**Work to be completed**.
Copy out the lines below without changes, from the line containing "Where can the white" through the line containing "<point>7,87</point>", inclusive.

Dataset entries:
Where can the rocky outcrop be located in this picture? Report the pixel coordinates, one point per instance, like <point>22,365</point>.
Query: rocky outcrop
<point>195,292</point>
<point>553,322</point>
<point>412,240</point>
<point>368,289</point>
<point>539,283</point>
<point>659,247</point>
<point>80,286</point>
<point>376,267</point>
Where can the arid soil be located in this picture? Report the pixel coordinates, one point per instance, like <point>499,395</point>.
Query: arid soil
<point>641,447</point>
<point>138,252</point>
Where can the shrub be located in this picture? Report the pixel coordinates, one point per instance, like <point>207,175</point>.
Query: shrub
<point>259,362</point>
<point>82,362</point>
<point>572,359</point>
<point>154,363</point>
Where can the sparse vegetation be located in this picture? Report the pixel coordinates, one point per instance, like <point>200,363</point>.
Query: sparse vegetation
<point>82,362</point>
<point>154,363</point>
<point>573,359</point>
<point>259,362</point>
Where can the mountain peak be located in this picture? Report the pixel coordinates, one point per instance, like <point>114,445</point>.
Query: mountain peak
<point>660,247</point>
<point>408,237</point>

...

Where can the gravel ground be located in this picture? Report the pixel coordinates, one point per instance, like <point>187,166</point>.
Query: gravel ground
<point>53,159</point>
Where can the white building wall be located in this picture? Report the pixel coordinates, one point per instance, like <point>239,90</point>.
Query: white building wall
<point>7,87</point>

**Exercise result**.
Where can the white building wall be located in this picture? Report the pixel coordinates, one point per instance, like <point>239,90</point>.
Query: white building wall
<point>7,87</point>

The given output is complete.